# [WORK TO BE COMPLETED]
Transcribe the entries that follow, word for word.
--- MATERIAL FOR THIS TASK ---
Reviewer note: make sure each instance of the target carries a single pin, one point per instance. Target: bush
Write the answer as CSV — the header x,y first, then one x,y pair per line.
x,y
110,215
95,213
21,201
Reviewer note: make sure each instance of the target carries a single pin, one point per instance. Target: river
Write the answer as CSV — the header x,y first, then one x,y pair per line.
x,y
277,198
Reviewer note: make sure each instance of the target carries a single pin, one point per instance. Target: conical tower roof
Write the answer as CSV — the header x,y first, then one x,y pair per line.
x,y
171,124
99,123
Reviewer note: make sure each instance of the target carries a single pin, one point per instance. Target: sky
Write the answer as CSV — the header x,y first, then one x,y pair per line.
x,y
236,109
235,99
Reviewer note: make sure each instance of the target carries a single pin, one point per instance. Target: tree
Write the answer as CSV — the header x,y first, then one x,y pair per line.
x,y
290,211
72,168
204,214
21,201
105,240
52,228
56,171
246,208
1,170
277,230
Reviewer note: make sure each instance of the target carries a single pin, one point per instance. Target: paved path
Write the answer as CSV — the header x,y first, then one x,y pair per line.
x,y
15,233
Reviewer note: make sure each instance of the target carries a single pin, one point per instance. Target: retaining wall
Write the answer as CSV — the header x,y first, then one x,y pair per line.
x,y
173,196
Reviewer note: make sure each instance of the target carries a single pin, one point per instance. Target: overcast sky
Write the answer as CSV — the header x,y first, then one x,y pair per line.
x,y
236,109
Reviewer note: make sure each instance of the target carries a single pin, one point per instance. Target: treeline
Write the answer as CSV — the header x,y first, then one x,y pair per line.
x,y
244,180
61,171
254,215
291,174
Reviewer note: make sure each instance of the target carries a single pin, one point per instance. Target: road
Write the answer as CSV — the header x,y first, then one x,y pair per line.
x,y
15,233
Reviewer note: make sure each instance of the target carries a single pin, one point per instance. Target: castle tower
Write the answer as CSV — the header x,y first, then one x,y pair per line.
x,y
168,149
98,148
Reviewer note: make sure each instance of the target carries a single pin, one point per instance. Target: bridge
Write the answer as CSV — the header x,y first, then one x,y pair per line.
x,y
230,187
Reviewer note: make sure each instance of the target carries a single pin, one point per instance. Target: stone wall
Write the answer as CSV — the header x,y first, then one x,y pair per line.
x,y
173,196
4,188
---
# [WRITTEN RESPONSE]
Reviewer note: make sure each instance of the target carries a single pin, one point per instance. Target: bush
Write the answer as CSV — the header x,y first, then one x,y pair per line.
x,y
110,215
95,213
21,201
Reviewer note: make sure each instance of the target carries a single pin, one point per instance. Target: river
Write the answer as CSV — the header x,y first, then one x,y pair per line.
x,y
277,198
Reviewer note: make sure each instance of the target carries a single pin, one point per instance. Target: conical tower roof
Write the answer as CSV — the header x,y first, then one x,y pair per line.
x,y
171,124
99,123
Reviewer note: make sure each instance of the target carries a single pin, one point per instance. Target: sky
Write the answer as CSV — the header x,y first, then one x,y pair per line.
x,y
236,109
235,99
Reviewer note: make sure each instance of the target carries a single pin, one point per instance. Target: tree
Write the answer as CSV — the header x,y first, then one x,y pair per line.
x,y
290,211
72,168
204,214
21,201
105,240
52,228
56,171
246,208
1,170
277,230
Reviewer note: make sure each instance of the target carries a single pin, one point per instance. Target: paved path
Write the answer as CSV — the header x,y first, then one x,y pair per line.
x,y
15,233
Reviewer note: make sure each instance of the target carries a single pin, one point per instance. Target: retaining wall
Write the answer as CSV — the header x,y first, then one x,y pair per line.
x,y
173,196
Reviewer note: make sure each instance of the target carries a single pin, one point per instance. Target: overcast sky
Write the answer as CSV — the header x,y first, then one x,y pair per line.
x,y
236,109
Reviewer note: make sure each instance of the target carries a single pin, one point per instance. Target: treeline
Write the answer as CSV — the header x,y first, then one x,y pair per line.
x,y
244,180
61,171
254,215
291,174
Reviewer note: make sure each instance of the target carries a single pin, one point per instance. Target: road
Write the answer as CSV — the header x,y first, then one x,y pair per line.
x,y
15,233
Reviewer note: make sure each instance of the target carries a single pin, one point per instance. Target: castle tower
Write the answer as CSV — the header x,y first, then one x,y pair per line.
x,y
168,149
98,148
Reviewer note: make sure each instance of the target carries a single pin, one point per instance. Target: bridge
Write the answer as CSV — the header x,y first, then one x,y pair per line.
x,y
230,187
Reviewer note: make sure each instance of the target carries a single pin, one point per instance. Target: stone wall
Write the answer as CSV — the header x,y first, then one x,y pair per line.
x,y
173,196
4,188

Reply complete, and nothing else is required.